What is expected
Find every line of the data below that contains the string "bale" and copy each one out. Case counts.
--- begin ---
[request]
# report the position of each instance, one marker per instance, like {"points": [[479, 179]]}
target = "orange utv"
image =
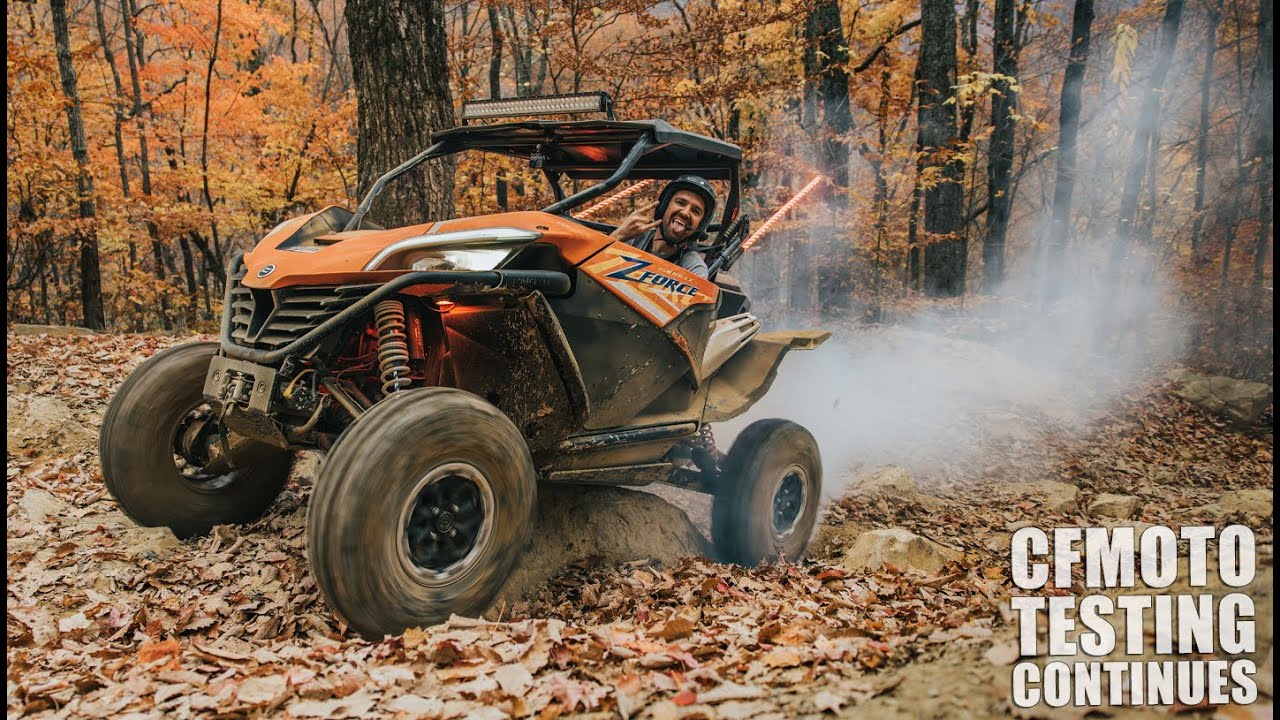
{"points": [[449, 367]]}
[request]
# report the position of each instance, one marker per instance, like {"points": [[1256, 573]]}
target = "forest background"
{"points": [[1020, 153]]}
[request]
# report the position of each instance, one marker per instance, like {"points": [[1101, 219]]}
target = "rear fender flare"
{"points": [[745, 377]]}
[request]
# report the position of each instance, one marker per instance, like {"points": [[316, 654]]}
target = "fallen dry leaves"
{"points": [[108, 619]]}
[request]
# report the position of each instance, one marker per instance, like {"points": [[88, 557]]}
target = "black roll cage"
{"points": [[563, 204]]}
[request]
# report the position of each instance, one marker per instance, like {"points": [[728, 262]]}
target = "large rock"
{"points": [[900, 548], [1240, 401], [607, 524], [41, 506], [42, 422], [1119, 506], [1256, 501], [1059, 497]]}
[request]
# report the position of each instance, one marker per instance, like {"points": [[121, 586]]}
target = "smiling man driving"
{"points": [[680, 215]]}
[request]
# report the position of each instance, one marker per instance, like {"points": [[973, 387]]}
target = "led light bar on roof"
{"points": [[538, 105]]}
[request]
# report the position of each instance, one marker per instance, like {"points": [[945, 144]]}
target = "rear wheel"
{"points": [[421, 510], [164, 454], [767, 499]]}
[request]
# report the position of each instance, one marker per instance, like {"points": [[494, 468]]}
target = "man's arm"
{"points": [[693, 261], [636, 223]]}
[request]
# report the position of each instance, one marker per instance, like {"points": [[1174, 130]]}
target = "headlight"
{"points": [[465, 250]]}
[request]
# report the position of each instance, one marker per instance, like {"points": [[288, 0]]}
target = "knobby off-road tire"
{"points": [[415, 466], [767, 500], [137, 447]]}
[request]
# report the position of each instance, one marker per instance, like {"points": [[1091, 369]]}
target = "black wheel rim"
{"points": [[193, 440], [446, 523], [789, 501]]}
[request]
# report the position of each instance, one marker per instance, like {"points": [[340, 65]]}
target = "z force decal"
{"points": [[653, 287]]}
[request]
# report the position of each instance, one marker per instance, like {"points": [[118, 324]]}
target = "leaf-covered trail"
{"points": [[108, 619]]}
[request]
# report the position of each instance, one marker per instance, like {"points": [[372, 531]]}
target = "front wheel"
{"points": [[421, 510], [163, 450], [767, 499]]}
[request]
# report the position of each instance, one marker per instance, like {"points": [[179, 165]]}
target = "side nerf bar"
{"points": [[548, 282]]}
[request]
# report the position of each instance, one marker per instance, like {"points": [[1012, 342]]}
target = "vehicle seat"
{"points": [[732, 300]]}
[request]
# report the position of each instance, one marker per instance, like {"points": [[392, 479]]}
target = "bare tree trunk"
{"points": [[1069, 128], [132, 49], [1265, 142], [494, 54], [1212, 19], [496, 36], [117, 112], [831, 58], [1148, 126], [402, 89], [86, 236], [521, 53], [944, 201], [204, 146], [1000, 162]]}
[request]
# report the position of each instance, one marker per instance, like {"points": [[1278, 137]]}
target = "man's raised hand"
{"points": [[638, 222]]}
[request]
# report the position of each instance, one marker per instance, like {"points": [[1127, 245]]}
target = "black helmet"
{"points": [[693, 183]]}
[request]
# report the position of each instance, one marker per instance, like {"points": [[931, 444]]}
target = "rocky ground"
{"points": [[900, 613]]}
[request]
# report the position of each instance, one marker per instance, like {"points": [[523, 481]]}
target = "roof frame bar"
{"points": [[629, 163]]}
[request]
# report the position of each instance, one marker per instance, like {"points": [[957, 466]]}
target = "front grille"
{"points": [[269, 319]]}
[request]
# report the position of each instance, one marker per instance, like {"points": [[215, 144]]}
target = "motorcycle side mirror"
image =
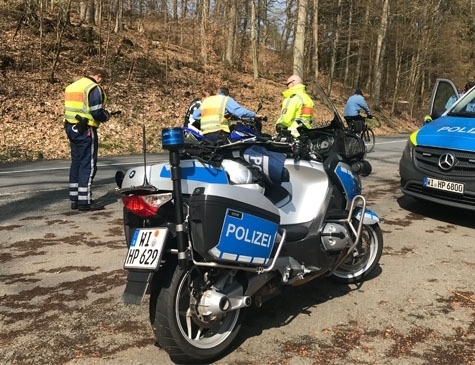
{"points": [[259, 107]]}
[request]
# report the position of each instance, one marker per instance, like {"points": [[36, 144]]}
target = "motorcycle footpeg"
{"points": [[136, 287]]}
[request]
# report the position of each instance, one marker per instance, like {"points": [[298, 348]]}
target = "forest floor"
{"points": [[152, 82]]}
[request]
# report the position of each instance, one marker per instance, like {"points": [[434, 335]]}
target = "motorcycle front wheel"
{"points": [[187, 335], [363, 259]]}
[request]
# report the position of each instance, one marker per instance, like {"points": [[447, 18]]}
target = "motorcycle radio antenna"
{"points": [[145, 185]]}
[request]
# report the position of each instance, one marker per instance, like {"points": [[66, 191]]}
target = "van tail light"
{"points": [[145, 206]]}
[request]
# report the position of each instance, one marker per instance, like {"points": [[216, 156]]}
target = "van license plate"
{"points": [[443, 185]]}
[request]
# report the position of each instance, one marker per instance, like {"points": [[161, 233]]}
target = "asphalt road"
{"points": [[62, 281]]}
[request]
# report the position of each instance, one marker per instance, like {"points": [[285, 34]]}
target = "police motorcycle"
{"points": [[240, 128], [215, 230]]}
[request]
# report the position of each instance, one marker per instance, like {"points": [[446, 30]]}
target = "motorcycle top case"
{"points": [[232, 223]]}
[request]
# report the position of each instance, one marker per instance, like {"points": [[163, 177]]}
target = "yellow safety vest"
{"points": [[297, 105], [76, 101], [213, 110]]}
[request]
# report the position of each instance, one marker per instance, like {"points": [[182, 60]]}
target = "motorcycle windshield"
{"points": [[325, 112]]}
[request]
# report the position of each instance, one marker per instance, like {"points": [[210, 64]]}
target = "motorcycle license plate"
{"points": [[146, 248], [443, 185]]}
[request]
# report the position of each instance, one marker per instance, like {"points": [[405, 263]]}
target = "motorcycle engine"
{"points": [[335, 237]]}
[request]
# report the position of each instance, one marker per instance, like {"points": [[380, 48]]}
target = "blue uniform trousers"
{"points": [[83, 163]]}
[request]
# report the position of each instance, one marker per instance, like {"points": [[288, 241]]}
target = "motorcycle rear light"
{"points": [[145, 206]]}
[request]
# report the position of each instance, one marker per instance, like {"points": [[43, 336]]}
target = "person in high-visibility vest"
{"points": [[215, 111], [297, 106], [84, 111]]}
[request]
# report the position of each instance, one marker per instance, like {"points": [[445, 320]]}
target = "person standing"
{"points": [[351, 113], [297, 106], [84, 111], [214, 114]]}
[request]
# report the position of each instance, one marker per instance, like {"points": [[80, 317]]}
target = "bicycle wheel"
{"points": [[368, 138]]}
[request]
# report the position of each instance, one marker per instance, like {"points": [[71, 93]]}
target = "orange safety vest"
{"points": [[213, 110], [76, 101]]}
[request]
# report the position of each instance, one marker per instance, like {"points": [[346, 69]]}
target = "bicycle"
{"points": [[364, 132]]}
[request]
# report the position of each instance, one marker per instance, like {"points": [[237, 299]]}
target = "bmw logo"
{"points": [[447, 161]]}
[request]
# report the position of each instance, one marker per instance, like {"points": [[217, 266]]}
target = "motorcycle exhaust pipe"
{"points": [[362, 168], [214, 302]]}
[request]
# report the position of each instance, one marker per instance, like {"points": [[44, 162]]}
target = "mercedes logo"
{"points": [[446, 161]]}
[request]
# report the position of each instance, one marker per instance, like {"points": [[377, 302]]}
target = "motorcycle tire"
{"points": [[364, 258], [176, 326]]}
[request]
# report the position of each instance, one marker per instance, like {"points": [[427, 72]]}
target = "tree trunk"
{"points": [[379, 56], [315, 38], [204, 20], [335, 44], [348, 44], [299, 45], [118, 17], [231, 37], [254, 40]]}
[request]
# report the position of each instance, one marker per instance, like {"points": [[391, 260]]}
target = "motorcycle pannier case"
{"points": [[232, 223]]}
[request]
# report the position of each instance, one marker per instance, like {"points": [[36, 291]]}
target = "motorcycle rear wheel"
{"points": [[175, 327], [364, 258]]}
--- end ---
--- begin ---
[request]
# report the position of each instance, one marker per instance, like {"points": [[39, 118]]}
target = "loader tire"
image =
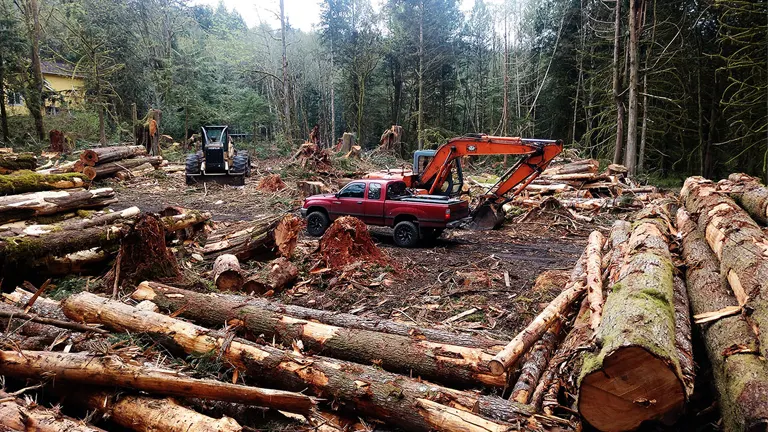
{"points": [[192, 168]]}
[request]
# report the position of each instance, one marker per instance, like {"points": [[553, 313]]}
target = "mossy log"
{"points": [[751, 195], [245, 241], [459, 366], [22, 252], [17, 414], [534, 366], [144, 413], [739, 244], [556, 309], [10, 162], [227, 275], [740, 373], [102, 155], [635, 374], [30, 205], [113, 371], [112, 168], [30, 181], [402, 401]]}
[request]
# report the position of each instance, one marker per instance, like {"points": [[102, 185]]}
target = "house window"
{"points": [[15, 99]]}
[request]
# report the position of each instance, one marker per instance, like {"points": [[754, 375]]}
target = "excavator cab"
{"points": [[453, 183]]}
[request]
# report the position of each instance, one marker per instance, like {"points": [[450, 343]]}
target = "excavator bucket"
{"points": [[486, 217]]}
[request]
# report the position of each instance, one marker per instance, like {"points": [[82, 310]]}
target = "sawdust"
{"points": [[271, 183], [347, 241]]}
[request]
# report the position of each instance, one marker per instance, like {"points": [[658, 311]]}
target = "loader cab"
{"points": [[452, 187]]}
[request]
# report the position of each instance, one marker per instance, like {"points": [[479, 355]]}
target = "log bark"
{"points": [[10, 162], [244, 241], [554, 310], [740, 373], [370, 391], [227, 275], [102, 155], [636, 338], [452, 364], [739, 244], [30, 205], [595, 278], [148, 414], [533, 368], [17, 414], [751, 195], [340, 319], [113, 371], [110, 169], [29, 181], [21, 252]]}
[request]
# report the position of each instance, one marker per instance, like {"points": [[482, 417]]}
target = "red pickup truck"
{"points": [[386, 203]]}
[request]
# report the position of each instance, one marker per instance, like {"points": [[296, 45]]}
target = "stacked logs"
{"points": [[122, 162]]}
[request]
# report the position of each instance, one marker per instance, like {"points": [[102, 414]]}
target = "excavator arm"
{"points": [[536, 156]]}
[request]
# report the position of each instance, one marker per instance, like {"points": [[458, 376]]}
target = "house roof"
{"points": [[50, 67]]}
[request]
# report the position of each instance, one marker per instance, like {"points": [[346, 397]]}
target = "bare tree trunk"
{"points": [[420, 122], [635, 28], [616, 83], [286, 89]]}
--- end ---
--- begin ---
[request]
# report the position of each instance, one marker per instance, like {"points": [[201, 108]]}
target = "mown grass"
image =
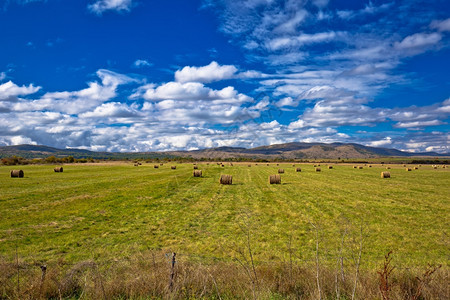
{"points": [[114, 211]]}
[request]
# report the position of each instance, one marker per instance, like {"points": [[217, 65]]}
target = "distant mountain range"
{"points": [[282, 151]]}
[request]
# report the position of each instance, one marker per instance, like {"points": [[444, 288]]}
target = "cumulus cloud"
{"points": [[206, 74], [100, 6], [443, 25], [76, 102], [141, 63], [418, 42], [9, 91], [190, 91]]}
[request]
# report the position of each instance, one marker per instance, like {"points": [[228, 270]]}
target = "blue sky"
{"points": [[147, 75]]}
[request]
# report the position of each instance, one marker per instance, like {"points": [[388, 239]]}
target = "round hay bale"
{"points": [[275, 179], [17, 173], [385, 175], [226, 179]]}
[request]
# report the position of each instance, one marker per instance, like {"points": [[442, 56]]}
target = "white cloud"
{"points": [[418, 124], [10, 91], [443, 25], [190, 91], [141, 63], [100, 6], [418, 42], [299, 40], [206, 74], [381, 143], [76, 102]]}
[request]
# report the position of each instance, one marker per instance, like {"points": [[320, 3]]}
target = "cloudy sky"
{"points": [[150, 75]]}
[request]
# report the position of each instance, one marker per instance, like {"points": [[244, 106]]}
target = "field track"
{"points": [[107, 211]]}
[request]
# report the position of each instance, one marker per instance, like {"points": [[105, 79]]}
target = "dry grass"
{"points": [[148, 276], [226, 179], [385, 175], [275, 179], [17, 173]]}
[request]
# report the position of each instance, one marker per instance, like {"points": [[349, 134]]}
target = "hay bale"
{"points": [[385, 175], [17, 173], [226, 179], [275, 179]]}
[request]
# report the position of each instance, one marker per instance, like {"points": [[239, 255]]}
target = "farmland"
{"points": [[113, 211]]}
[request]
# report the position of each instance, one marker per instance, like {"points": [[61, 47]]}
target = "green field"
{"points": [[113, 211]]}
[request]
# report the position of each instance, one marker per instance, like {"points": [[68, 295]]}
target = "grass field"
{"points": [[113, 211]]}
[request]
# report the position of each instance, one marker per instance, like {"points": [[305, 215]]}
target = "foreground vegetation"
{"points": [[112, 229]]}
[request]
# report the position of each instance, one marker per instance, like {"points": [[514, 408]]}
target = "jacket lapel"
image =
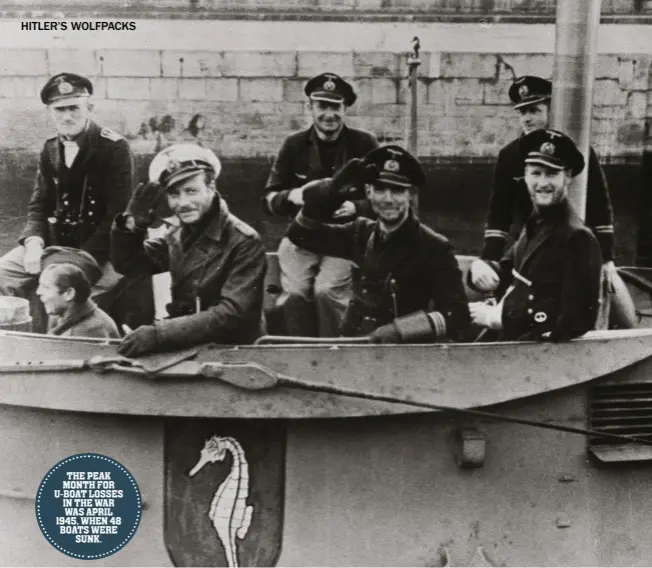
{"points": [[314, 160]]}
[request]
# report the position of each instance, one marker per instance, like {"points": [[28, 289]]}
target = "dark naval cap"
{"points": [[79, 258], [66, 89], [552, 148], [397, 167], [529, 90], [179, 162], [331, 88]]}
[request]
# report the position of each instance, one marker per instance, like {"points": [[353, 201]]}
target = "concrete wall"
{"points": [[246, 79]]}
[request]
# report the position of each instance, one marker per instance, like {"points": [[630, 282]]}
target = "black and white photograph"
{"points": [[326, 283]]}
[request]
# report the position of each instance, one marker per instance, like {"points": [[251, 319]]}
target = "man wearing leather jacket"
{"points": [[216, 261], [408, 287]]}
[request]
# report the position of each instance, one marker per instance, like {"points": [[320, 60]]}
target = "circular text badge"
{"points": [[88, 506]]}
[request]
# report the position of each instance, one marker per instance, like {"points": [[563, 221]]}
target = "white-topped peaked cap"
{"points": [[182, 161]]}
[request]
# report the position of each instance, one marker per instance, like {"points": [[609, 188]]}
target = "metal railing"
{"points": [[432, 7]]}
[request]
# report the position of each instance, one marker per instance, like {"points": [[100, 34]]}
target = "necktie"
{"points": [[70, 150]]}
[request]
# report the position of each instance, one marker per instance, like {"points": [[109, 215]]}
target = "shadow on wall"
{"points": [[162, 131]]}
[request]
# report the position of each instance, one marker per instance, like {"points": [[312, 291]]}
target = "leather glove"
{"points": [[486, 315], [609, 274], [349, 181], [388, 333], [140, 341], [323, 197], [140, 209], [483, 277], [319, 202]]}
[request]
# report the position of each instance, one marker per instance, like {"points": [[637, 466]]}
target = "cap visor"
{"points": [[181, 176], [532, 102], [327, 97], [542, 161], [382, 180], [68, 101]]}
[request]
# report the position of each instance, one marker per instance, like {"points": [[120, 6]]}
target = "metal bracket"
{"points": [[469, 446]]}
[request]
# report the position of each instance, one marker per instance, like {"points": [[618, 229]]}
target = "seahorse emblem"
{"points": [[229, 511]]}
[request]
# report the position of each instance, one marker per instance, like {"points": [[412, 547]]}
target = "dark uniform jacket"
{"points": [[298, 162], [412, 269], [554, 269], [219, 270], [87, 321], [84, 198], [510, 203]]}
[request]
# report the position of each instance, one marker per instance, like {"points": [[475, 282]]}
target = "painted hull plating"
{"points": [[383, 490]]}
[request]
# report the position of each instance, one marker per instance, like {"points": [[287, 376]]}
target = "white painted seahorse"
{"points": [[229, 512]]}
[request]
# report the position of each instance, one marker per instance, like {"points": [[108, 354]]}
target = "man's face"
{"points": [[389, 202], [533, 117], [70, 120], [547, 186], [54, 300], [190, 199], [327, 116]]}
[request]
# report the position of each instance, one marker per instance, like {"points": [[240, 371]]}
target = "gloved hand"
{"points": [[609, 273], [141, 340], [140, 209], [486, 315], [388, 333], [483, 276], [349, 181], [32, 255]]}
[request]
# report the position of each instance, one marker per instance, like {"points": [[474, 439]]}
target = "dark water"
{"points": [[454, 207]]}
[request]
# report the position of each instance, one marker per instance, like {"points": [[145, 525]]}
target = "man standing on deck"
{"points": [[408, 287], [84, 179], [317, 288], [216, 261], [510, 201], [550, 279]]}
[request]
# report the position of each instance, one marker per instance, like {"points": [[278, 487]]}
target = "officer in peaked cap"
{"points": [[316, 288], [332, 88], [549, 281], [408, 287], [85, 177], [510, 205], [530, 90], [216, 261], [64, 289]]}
--- end ---
Correct answer
target = "round hay bale"
target = "hay bale"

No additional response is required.